======== LISTING ========
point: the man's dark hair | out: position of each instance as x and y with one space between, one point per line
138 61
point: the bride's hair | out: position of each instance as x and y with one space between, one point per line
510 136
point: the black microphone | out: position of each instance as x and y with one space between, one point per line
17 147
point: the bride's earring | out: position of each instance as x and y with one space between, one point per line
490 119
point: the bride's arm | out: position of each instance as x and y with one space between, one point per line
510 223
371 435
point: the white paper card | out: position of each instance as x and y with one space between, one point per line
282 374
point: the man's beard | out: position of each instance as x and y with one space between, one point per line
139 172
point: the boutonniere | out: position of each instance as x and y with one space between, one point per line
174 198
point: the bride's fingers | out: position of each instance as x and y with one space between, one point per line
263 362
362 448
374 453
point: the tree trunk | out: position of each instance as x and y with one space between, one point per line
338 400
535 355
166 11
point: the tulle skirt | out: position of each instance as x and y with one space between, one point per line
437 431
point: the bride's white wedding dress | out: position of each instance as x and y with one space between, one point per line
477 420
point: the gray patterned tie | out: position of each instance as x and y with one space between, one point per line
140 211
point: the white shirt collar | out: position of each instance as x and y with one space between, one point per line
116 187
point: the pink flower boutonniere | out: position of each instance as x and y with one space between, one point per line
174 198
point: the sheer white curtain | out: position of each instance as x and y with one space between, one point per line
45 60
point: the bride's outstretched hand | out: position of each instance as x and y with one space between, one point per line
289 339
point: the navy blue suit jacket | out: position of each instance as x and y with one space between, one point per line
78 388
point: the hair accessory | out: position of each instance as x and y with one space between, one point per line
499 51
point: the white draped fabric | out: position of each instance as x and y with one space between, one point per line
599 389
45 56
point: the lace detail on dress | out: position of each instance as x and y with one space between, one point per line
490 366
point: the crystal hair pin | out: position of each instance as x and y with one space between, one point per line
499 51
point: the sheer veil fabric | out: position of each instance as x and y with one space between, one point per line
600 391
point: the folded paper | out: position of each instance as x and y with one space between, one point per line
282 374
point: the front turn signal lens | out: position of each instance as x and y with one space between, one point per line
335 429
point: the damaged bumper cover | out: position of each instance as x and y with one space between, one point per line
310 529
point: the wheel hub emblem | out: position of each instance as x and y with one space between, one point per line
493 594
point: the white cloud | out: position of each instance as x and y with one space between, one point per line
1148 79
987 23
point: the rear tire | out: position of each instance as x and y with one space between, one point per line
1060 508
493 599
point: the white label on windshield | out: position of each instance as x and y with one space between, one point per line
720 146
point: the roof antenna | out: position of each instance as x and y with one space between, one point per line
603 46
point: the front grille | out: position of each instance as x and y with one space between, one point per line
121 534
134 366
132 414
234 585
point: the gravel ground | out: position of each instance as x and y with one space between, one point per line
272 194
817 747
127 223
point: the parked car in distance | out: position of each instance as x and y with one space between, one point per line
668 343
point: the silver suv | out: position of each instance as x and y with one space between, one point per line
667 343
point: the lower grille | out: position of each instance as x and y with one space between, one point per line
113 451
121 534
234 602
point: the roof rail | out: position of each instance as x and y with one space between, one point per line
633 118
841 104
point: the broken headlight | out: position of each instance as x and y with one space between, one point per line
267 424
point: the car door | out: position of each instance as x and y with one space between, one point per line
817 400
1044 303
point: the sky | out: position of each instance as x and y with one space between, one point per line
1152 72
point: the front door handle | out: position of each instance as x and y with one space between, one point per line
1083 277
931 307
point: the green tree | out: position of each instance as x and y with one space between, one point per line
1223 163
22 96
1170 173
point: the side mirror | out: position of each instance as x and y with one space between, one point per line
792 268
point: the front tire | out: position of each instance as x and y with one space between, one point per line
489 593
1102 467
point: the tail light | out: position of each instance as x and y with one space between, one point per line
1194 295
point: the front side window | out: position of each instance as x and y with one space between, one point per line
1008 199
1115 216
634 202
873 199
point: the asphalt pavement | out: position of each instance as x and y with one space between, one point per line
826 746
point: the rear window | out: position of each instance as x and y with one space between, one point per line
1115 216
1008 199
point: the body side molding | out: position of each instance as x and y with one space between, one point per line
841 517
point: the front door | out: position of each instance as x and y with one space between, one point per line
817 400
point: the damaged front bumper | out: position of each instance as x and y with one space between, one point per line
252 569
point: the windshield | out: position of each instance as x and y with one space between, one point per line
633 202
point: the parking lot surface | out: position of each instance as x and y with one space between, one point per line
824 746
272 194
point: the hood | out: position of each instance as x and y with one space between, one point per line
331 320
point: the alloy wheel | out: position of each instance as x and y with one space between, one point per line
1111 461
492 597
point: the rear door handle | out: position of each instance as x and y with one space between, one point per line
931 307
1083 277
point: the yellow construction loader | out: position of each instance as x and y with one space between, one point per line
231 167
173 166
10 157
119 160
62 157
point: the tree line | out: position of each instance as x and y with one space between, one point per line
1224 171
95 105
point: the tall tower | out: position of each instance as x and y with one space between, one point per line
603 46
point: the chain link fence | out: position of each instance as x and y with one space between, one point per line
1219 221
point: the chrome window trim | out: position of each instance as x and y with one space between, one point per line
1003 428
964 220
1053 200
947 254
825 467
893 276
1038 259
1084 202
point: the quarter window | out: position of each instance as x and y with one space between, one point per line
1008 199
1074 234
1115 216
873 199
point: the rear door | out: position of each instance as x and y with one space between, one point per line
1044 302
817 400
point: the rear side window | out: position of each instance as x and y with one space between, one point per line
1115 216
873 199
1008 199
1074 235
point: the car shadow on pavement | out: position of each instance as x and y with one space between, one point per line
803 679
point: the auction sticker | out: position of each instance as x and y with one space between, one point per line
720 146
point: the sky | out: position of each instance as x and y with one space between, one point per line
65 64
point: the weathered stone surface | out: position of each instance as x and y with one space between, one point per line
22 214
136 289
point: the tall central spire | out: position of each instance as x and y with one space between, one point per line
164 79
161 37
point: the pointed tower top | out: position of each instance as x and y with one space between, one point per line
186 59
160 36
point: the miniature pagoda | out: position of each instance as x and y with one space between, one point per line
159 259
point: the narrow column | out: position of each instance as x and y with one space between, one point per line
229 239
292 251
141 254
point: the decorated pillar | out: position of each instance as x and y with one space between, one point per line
========
======== LISTING ========
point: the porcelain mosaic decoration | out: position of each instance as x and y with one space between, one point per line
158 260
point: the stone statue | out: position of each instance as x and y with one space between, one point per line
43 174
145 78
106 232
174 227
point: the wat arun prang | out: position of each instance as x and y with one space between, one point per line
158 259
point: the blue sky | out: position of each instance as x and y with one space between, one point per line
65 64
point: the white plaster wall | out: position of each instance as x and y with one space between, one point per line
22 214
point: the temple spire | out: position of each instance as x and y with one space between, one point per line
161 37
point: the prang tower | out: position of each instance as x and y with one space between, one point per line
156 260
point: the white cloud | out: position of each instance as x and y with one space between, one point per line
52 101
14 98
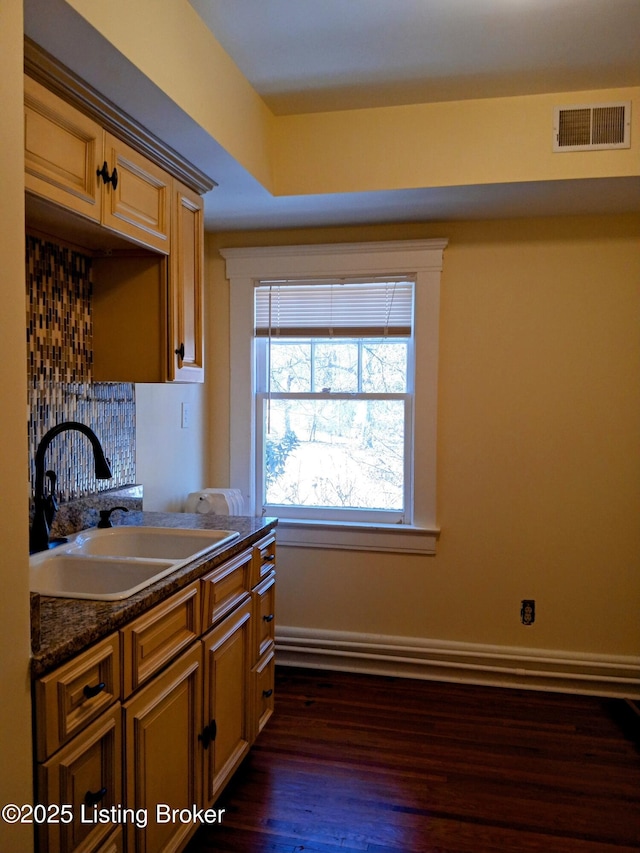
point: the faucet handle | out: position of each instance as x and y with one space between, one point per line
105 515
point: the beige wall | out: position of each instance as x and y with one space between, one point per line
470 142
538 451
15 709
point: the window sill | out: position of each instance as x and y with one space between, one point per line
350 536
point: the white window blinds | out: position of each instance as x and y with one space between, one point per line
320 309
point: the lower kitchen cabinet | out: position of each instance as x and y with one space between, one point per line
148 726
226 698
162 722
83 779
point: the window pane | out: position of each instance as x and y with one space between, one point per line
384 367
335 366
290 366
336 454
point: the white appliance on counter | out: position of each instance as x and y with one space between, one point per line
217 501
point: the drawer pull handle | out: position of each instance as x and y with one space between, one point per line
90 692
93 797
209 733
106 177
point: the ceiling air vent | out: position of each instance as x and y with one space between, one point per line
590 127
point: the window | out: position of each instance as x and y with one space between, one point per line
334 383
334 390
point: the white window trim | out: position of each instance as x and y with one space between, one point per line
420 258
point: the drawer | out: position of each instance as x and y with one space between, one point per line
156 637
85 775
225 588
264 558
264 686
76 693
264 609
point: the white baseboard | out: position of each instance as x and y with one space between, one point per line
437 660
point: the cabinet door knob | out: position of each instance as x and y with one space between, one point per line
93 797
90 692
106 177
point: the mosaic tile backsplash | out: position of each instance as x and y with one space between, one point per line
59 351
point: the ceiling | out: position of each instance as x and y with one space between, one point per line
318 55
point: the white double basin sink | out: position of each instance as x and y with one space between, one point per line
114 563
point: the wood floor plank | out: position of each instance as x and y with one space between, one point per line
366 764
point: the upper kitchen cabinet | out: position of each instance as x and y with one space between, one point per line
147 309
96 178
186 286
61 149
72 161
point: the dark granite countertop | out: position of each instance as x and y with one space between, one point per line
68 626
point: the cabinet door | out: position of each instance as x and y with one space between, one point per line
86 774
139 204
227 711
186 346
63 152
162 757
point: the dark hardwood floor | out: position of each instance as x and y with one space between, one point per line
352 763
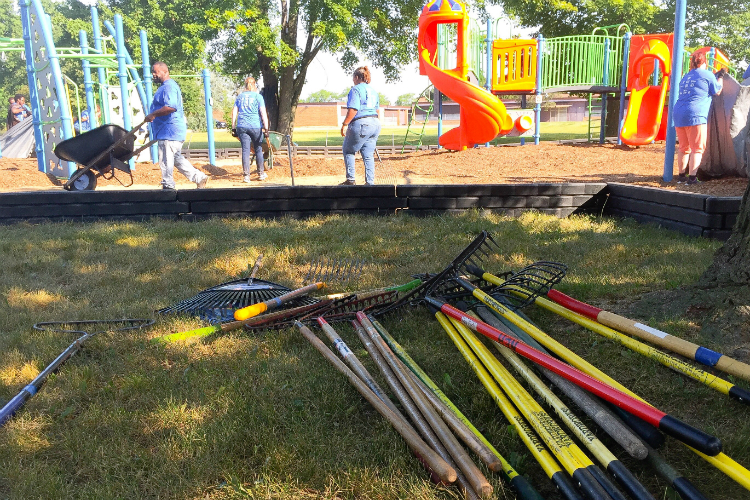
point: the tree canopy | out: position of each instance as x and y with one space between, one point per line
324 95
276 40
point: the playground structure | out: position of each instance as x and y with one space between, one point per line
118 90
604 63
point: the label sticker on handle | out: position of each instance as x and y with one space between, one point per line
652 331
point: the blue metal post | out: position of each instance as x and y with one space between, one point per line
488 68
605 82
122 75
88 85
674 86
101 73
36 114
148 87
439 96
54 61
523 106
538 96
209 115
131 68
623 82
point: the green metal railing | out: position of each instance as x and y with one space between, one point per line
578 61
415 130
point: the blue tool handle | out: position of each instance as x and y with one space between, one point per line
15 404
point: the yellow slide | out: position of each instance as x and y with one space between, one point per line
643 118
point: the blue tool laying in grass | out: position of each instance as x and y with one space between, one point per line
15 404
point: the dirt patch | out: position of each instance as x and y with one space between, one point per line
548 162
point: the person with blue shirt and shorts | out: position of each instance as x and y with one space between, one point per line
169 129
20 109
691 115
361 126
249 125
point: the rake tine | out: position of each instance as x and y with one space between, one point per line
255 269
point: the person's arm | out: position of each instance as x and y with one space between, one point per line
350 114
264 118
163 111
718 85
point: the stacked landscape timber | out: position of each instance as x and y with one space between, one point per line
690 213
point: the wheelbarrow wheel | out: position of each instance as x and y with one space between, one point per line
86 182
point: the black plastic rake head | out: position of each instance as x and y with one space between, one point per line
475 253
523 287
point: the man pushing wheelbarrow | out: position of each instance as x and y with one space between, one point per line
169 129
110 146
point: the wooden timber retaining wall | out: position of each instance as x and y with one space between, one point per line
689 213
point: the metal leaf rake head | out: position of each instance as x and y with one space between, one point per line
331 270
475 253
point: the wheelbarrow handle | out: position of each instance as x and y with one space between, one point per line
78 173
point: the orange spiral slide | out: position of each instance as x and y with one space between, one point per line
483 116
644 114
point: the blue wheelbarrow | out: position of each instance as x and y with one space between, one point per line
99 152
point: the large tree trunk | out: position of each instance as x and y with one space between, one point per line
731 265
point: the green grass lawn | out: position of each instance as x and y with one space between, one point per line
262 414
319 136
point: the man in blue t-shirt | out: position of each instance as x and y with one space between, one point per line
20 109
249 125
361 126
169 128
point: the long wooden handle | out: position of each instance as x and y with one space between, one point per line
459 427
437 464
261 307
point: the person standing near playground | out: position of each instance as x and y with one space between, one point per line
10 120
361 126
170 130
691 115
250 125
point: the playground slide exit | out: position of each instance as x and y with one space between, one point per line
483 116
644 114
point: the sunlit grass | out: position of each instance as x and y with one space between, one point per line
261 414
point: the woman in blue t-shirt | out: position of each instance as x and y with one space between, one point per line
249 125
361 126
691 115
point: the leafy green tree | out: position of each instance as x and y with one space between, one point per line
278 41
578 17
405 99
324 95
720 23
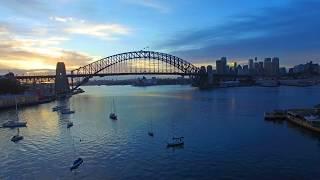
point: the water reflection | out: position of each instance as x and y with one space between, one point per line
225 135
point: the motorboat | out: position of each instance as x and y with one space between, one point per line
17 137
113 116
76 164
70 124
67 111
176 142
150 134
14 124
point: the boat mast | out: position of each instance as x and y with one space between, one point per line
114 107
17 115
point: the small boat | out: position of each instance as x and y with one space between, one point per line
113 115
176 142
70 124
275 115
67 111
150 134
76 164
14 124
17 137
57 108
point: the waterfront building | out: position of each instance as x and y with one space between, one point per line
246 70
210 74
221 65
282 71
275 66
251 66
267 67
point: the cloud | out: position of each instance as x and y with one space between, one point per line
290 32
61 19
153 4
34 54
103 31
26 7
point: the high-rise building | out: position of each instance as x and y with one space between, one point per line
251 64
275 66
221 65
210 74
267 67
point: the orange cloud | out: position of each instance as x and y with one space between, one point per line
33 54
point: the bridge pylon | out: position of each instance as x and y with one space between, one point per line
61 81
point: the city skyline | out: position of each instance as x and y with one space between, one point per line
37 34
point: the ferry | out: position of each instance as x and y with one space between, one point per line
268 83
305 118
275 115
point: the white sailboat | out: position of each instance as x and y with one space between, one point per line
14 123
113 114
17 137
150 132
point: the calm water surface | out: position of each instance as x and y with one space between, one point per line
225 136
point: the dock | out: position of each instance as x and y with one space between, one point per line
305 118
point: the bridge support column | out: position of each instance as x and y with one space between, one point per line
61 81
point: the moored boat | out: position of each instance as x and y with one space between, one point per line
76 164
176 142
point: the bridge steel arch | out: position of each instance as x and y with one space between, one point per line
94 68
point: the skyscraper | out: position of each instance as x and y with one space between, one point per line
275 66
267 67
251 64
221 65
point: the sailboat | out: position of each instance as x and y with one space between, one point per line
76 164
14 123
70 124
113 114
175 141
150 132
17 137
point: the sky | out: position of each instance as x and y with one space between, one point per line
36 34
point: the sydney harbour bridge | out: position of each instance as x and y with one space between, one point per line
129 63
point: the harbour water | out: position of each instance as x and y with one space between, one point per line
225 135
========
PROBLEM DETAILS: Copy the lines of the material from the line containing "point: the miniature" through the line containing "point: the decorated", inclusive, reproducing each one without any change.

RESULT FOR THIS EXERCISE:
point: the miniature pagoda | out: position of each instance as x and y with one space between, one point per line
159 259
point: the narrow column | out: position of each instance as x and y with one space between, one point per line
229 239
292 251
141 254
point: the decorated pillar | out: position of each instance as x and y with one space between, one point per line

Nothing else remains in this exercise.